▶ **What is being asked**
Below are the records; print them again exactly and omit the pictures.
The data section start
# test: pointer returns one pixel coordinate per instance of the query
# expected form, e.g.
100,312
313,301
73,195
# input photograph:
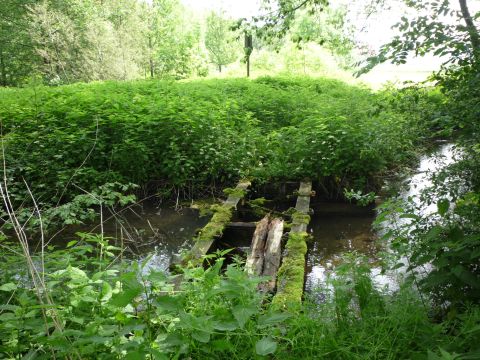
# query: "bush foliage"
198,132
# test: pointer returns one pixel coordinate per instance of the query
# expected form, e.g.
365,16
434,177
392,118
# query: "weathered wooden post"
248,50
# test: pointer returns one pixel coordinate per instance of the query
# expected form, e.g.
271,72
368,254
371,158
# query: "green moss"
258,202
300,218
222,215
235,192
204,206
291,274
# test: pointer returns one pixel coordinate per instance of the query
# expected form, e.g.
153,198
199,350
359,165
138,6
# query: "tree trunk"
472,30
152,74
3,70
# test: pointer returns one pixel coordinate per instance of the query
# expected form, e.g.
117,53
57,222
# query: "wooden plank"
242,225
302,207
273,255
214,229
234,199
254,263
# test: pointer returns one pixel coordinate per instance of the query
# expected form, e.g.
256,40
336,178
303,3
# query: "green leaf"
243,313
265,346
124,298
8,287
106,292
201,336
443,205
168,303
225,325
273,318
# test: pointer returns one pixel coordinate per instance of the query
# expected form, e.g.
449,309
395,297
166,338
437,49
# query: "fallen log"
254,263
273,255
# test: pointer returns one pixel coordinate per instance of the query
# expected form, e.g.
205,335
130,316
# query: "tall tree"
220,41
17,54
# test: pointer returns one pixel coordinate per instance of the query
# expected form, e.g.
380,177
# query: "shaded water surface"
159,233
341,228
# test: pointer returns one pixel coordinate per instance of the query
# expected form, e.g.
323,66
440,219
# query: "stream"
347,228
160,233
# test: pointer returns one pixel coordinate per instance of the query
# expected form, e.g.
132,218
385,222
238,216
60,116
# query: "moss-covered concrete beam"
221,217
291,274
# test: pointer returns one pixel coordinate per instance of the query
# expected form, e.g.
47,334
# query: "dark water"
341,228
336,230
150,232
160,233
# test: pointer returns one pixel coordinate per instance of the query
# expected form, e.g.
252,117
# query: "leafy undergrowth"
100,309
188,134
The data section end
▶ **Task solution**
# test: pointer returns one pixel coordinate per instance of the query
# expected form, e.g.
100,312
313,301
73,195
# input photograph:
# query: "bush foliage"
198,132
# test: pointer returns one pixel coordinate per instance of the query
# expected form, e.g.
365,16
434,177
392,118
# query: "weathered wooden post"
248,50
# test: pointer returns one pixel coordinate per instance of the query
# expected form, e.g.
271,72
368,254
371,158
# query: "green moss"
258,202
300,218
222,215
235,192
204,206
291,274
# test: pointer returns one pixel coordinate per instance of the query
# expected form, e.g.
153,198
199,350
359,165
138,6
# query: "tree trunk"
472,30
152,74
3,70
# test: pointer returns one pixel coordinate per instance of the query
# expected form, e.g.
117,53
57,222
# query: "wooden plank"
242,225
302,207
273,255
214,229
234,199
254,263
# test: pointer returns one pixel coordinate per instance of the query
# expected form, e.g.
256,40
336,178
303,3
# query: "green leaf"
243,313
265,346
124,298
8,287
106,292
201,336
443,205
168,303
225,325
273,318
# test: pointer returns one pixel coordinate per instance of the query
# expected form, e.g.
449,309
395,297
166,338
437,49
# query: "fallen log"
254,263
273,255
# test: pointer returns one pixel coordinate per instance of the query
# expected form, e.g.
205,335
130,316
# query: "tall tree"
220,41
17,54
# test: pointer returns one pixel coordinate per instance of the query
# expected form, e.g.
380,177
# query: "shaded water surface"
159,233
341,228
# test: pointer returns one pixel coordinate per instance of the query
# expected form, e.g.
323,66
440,219
# query: "stream"
347,228
160,233
# test: pointer returns one pixel coordinate per instance of the query
# expected form, e.g.
132,218
385,222
238,216
60,116
# query: "moss-covered concrete beam"
221,217
291,274
# test: pointer returns one pixel coordinate per instance of the query
# expected form, e.g.
47,334
# query: "dark water"
341,228
336,230
150,232
160,233
# test: pointer returns one pixel coordinate per instance of the query
# expected form, e.g.
252,117
# query: "leafy undergrowth"
100,309
188,134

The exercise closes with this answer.